▸ Source document
In the case of a tie, the smaller of the two candidate values is returned, since we've used CMOVG instead of CMOVGE to do the selection. It is a trivial change, if you'd prefer the other behavior. Returning both values is a non-starter, though; only one integer result, please!
R, 70 67 64 62 60 bytes
-2 bytes thanks to djhurio!
-2 more bytes thanks to djhurio (boy can he golf!)
F=1:0;while(F<1e8)F=c(F[1]+F[2],F);F[order((F-scan())^2)][1]
Since we only have to handle values up to 10^8, this works.
Reads n from stdin. the while loop generates the fibonacci numbers in F (in decreasing order); in the event of a tie, the larger is returned. This will trigger a number of warnings because while(F<1e8) only evaluates the statement for the first element of F with a warning
Originally I used F[which.min(abs(F-n))], the naive approach, but @djhurio suggested (F-n)^2 since the ordering will be equivalent, and order instead of which.min. order returns a permutation of indices to put its input into increasing order, though, so we need [1] at the end to get only the first value.
faster version:
F=1:0;n=scan();while(n>F)F=c(sum(F),F[1]);F[order((F-n)^2)][1]
only stores the last two fibonacci numbers
Python 2, 43 bytes
f=lambda n,a=0,b=1:a*(2*n<a+b)or f(n,b,a+b)

▸ Entries shown

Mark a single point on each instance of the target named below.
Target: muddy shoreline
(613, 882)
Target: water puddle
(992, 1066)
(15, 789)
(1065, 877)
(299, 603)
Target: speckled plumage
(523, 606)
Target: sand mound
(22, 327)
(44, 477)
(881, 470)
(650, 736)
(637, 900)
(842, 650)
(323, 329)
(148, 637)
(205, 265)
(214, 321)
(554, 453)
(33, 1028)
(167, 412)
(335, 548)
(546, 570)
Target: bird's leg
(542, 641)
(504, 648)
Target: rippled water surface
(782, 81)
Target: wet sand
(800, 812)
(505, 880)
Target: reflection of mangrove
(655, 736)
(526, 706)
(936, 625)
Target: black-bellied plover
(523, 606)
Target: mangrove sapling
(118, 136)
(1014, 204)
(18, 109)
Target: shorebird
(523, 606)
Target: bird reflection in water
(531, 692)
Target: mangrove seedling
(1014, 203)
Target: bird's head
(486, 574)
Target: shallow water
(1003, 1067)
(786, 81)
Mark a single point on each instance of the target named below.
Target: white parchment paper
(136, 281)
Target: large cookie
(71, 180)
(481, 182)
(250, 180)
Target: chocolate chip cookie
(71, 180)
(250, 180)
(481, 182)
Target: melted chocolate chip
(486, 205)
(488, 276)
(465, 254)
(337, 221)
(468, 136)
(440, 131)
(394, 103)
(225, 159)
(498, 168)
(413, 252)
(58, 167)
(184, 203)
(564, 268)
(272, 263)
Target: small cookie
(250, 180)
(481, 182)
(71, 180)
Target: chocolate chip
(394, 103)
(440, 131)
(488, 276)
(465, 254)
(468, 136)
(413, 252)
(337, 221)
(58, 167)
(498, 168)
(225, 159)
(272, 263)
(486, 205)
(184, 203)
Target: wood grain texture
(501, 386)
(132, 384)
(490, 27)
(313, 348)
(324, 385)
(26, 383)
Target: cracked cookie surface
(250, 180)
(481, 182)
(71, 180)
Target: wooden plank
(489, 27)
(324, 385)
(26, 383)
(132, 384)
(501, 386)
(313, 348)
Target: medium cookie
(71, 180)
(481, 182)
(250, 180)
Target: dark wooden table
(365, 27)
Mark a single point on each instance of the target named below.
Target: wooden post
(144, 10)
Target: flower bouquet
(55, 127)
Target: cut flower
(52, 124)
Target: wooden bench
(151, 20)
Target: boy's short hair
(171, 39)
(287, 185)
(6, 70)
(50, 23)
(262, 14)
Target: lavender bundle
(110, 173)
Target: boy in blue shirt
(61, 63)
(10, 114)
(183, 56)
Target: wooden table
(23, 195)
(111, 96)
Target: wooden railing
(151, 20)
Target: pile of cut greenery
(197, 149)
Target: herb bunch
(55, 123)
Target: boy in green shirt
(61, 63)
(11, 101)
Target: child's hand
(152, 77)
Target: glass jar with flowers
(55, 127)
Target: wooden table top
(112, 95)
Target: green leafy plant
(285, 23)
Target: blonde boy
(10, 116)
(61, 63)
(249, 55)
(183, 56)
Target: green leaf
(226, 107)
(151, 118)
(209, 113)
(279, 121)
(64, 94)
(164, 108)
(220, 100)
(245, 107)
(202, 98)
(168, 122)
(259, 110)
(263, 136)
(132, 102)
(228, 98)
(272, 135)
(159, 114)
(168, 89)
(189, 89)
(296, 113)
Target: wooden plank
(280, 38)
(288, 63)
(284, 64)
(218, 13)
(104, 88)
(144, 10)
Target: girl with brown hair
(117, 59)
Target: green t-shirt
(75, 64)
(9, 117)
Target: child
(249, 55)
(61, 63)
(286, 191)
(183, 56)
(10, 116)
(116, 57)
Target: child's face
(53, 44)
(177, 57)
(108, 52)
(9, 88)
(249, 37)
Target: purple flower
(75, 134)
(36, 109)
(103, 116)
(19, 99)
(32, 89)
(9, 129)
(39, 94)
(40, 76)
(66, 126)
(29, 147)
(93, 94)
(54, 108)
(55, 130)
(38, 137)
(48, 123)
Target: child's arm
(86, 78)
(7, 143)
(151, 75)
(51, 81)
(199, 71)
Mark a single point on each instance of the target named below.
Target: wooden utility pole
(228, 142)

---

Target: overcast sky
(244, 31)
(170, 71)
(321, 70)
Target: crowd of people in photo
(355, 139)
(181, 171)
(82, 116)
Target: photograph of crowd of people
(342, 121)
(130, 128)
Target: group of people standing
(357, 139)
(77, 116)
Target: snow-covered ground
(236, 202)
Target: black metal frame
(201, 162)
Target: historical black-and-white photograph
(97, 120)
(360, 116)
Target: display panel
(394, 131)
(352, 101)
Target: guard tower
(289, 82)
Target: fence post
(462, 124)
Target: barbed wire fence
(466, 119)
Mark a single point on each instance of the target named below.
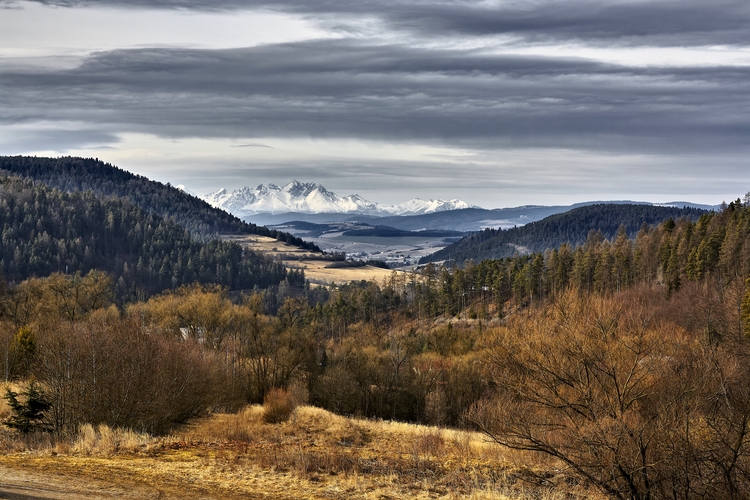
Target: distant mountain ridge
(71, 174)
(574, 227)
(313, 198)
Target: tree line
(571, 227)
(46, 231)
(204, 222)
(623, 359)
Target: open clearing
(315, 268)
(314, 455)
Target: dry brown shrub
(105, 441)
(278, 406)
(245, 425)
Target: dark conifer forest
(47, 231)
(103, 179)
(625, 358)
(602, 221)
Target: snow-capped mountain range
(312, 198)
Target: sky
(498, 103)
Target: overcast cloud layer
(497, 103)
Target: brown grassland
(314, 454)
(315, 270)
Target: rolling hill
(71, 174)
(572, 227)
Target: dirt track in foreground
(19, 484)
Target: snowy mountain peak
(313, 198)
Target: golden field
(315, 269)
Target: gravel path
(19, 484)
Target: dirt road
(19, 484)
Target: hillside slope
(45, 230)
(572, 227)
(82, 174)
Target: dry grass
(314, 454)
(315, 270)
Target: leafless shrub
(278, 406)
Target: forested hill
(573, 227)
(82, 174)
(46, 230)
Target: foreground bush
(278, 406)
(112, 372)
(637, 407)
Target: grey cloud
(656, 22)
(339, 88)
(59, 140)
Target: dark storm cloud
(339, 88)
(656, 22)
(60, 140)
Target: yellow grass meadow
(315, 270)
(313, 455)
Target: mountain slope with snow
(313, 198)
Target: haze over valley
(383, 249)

==

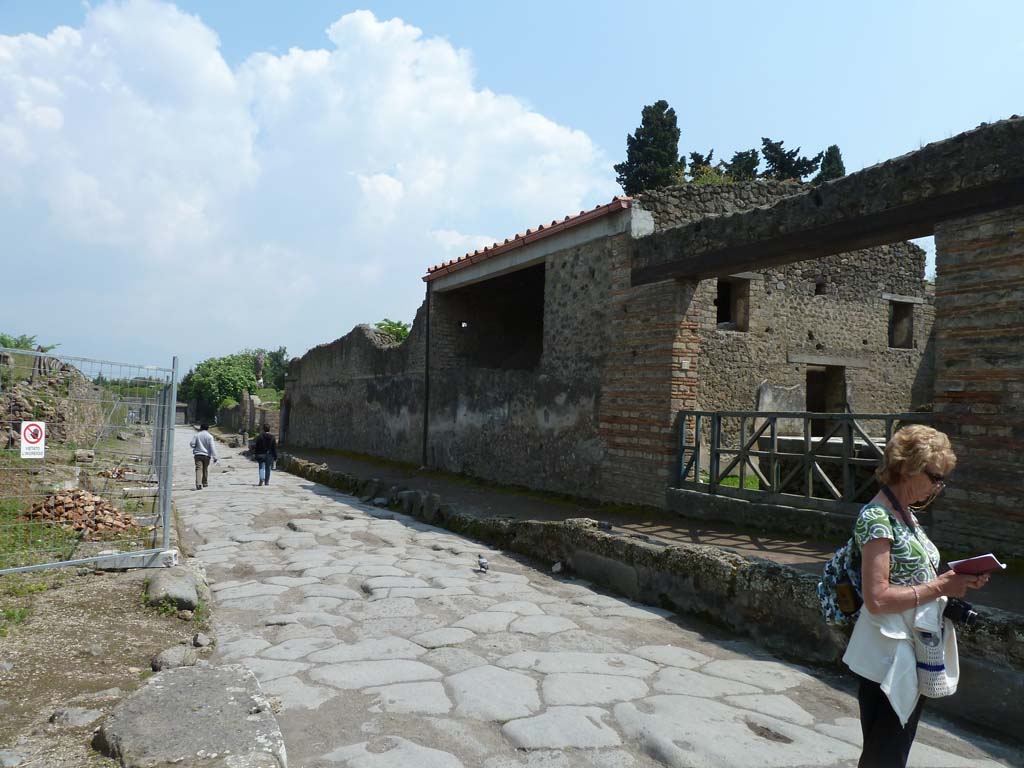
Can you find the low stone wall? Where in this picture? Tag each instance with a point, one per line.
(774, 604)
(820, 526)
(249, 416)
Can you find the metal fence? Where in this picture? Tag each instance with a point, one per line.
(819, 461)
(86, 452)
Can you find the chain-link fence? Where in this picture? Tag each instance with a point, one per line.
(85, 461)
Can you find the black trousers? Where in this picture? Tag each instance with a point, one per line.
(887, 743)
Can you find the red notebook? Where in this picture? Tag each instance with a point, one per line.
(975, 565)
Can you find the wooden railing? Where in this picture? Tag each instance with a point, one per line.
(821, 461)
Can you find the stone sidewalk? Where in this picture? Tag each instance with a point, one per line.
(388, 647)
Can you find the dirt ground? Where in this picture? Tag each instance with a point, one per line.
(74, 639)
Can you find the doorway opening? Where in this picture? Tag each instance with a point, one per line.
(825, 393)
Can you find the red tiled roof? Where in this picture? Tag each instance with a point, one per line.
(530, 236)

▸ Short problem 1
Revise the stretch of the Fibonacci golf thread from "In the case" through "integer result, please!", replacing "smaller" with "lesser".
▸ Short problem 2
According to the Fibonacci golf thread, how many Fibonacci numbers does the faster R version keep in memory?
▸ Short problem 3
Carry on with the Fibonacci golf thread from its final line.

▸ Written reply 1
In the case of a tie, the lesser of the two candidate values is returned, since we've used CMOVG instead of CMOVGE to do the selection. It is a trivial change, if you'd prefer the other behavior. Returning both values is a non-starter, though; only one integer result, please!

▸ Written reply 2
Only the last two.

▸ Written reply 3
Iterates through pairs of consecutive Fibonacci numbers (a,b) until it reaches one where the input n is less than their midpoint (a+b)/2, then returns a.
Written as a program (47 bytes):
n=input()
a=b=1
while 2*n>a+b:a,b=b,a+b
print a
f=lambda n,a=0,b=1:b/2/n*(b-a)or f(n,b,a+b)
dc, 52 bytes
si1d[dsf+lfrdli>F]dsFxli-rlir-sdd[lild-pq]sDld<Dli+p
Takes input at run using ?
Edited to assume top of stack as input value, -1 byte.
Input is stored in register i. Then we put 1 and 1 on the stack to start the Fibonacci sequence, and we generate the sequence until we hit a value greater than i. At this point we have two numbers in the Fibonacci sequence on the stack: one that is less than or equal to i, and one that is greater than i. We convert these into their respective differences with i and then compare the differences. Finally we reconstruct the Fibonacci number by either adding or subtracting the difference to i.
Oops, I was loading two registers in the wrong order and then swapping them, wasting a byte.
Jelly, 9 7 bytes
-2 bytes thanks to @EriktheOutgolfer
‘RÆḞạÐṂ
Golfing tips welcome :). Takes an int for input and returns an int-list.
' input -> 4
‘ ' increment -> 5
R ' range -> [1,2,3,4,5]
ÆḞ ' fibonacci (vectorizes) -> [1,1,2,3,5,8]
ÐṂ ' filter and keep the minimum by:
ạ ' absolute difference -> [3,3,2,1,1,4]
' after filter -> [3,5]
JavaScript (ES6), 41 bytes
f=(n,x=0,y=1)=>y<n?f(n,y,x+y):y-n>n-x?x:y<input type=number min=0 value=0 oninput=o.textContent=f(this.value)><pre id=o>0Rounds up by preference.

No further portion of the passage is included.